Y chorrocientas mil ciruelas que nos comimos a la sombra de su ciruelo. Unas brevas que cogimos de una higuera más allá y unas cuantas avellanas verdes completaron la frutal merienda.
–Bueno, ahora vamos a seguir muy despacito y en completo silencio, porque después de esa curva del sendero se abre un prado que conozco y que les gusta mucho a los corzos, a las corzas y a los corcinos, que son sus hijos.
–¿Y por qué les gustan mucho?
–Mirad, a los corzos les gusta mucho ese pradito porque pueden llegar a él muy fácilmente, saliendo del bosque de robles y encinas que está justamente detrás, que es donde duermen y se esconden de día. En este prado pueden encontrar su comida favorita, ¿sabéis cuál es? Los brotes más tiernos y exquisitos de todas las hierbas que hay: de berros y mastuerzos, de cañuelas y cañamones, de lotos y tréboles, de grama azul, de los zapatitos de la virgen, de las orejillas de liebre, de la hierba de las almorranas, de los dientes de león que son esas amarillas y que algunos dicen que se llama también meacamas o churracamas, porque dicen que si bebes el líquido blanco que tienen te puedes hacer pis en la cama por la noche… Todas esos brotecitos de hierbas se los comen los corzos ¡y así está luego de rica su carne!
–¿Y de quién son los corzos?

◆ EJERCICIOS POR RESOLVER
A – Según el fragmento sobre los corzos, ¿dónde duermen y se esconden de día estos animales?
B – Retome el fragmento sobre los corzos y continúelo a partir de su última línea.

◆ DATOS

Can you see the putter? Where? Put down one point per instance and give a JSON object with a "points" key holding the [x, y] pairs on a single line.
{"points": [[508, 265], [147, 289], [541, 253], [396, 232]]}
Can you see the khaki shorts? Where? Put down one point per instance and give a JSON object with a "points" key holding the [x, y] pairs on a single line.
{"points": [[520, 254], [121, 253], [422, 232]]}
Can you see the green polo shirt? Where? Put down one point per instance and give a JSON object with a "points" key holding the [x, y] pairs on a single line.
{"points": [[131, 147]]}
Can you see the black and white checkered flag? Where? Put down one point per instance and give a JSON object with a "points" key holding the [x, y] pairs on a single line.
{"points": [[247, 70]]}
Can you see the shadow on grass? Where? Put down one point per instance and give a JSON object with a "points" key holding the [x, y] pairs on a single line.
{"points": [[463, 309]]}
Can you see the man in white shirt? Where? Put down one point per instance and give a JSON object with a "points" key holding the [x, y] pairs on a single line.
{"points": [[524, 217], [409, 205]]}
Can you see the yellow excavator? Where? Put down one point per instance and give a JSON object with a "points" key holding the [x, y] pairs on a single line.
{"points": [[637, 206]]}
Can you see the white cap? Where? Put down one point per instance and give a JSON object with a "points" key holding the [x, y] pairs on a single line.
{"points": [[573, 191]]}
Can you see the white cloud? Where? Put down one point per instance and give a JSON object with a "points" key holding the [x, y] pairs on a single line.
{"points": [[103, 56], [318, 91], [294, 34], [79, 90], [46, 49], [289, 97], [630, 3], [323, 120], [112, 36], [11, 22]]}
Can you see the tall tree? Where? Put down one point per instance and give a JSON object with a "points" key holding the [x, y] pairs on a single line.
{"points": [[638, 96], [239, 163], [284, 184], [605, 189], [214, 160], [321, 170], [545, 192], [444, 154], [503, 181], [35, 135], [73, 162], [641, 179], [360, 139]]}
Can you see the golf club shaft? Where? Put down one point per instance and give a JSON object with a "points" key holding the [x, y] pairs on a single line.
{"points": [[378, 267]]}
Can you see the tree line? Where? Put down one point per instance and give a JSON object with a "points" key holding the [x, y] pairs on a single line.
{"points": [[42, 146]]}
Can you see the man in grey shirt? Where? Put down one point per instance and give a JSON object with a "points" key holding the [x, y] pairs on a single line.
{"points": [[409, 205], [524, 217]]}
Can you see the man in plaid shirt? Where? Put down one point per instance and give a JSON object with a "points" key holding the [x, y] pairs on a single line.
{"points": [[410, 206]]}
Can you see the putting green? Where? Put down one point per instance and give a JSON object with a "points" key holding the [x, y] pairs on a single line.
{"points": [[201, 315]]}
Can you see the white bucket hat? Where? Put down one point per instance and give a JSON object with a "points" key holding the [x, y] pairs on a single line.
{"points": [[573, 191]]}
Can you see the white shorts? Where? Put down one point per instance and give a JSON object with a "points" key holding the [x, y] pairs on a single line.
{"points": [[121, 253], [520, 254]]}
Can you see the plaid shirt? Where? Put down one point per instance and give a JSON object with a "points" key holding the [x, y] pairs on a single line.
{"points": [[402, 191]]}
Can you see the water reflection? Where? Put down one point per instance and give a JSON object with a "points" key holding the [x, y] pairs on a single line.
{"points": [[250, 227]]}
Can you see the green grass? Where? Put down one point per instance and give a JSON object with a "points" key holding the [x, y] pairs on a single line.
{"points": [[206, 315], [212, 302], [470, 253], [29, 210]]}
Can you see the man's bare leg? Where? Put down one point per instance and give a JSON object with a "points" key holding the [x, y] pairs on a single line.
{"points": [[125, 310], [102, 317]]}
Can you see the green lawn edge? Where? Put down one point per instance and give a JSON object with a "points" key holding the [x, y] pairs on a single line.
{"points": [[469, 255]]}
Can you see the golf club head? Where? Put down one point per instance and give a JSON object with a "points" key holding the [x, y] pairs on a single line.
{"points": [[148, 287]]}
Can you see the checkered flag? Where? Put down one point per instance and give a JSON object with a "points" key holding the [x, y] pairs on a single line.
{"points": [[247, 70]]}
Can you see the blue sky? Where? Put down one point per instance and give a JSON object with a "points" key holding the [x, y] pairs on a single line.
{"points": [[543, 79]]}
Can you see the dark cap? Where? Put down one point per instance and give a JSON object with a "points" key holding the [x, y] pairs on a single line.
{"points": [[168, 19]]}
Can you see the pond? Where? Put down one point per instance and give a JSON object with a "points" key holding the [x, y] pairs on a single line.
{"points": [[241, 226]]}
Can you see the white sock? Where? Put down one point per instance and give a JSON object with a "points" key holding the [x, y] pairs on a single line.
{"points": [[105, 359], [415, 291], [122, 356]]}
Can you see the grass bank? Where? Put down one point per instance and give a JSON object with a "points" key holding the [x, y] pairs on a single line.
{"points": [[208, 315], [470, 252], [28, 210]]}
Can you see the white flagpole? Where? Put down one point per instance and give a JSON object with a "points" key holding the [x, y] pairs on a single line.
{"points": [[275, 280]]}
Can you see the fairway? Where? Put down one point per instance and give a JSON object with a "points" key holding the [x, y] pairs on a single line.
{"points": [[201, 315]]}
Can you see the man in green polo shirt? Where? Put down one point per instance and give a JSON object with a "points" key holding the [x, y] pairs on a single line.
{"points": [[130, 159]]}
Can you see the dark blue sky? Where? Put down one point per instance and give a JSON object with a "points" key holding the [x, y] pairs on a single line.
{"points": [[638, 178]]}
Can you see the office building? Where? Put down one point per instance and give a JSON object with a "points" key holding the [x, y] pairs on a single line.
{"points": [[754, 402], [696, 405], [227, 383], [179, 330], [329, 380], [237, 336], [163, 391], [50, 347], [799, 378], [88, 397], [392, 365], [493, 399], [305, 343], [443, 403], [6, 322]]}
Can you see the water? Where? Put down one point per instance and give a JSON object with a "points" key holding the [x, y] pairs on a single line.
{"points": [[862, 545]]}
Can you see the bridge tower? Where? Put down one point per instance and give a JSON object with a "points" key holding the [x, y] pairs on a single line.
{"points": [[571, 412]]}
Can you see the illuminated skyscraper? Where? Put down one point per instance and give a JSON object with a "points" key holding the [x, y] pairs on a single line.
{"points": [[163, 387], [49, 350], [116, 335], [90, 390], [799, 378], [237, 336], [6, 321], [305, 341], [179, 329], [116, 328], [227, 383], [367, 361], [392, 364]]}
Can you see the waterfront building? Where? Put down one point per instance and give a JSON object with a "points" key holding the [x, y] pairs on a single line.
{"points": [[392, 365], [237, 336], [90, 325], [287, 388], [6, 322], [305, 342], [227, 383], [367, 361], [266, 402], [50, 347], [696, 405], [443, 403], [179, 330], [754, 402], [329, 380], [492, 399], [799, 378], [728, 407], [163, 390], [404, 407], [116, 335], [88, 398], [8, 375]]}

◆ RESPUESTAS EN ORDEN
A – En el bosque de robles y encinas que está justamente detrás del prado.

B –
–Estos corzos no son de nadie y son de todos a la vez, ¿lo entendéis? No son de nadie porque nadie es su dueño y, sin embargo, todos somos sus dueños al mismo tiempo, al menos un poquito, porque, como sabéis, estamos en el Parque Nacional de los Picos de Europa, que es de todos nosotros, patrimonio de los españoles, y aquí los animales viven libres y salvajes, sin vallas y con mucha agua y comida a su disposición. Pero, venga niños, vamos a acercarnos un poquito más a ver si vemos alguno…
Y así recorrimos los apenas cien metros que nos separaban del recodo que se abría al pradete que quería enseñar a los niños. De los cuatro intrépidos que allí marchábamos, el único que iba plenamente convencido de que allí no íbamos a ver más que moscas era yo, guía y mentor, pues los niños mantenían viva la ilusión de encontrarse un prado lleno de chorrocientos corzos tomando plácidamente el sol y esperándoles para jugar un rato con ellos.
Y, efectivamente, cuando llegamos al punto en el que a nuestra derecha se abría el recientemente segado pastizal, nos paramos, nos situamos, levantamos las cabezas, miramos y… allí no había nada. Nada de nada. Ni moscas. Una bonita pradera ascendente sin corzo alguno a la redonda. O no, pues la magia del duende del bosque volvió a surgir, y aún no lo sabíamos.
Por animar un poco a los niños, les dije que buscaran por la pradera huellas de corzos para ver si habían estado hacía poco y podíamos “perseguirlos” un poquito, dibujándoles primero en el suelo la característica forma acorazonada de su pezuña, sólo confundible con la de los jabalíes, aunque les expliqué que la mejor forma de diferenciarlos era por el tamaño, menor y menos profunda en los corzos, y nada que ver con la de los venados, mucho mayor en todo los aspectos.
Y, entonces, lo vi, pero no dije nada. Me contuve, aunque estaba feliz y emocionado.
Los niños corrían por toda la pradera buscando imposibles huellas de corzo en la hierba, y al cabo de unos minutos regresaron a la sombra donde yo me encontraba esperándoles con ciertas caritas de indignación.
–¡Nos engañaste! ¡Aquí no hay ningún corzo! ¡Era mentira que íbamos a verlos! ¡Vámonos para la casa, aquí no hay nada!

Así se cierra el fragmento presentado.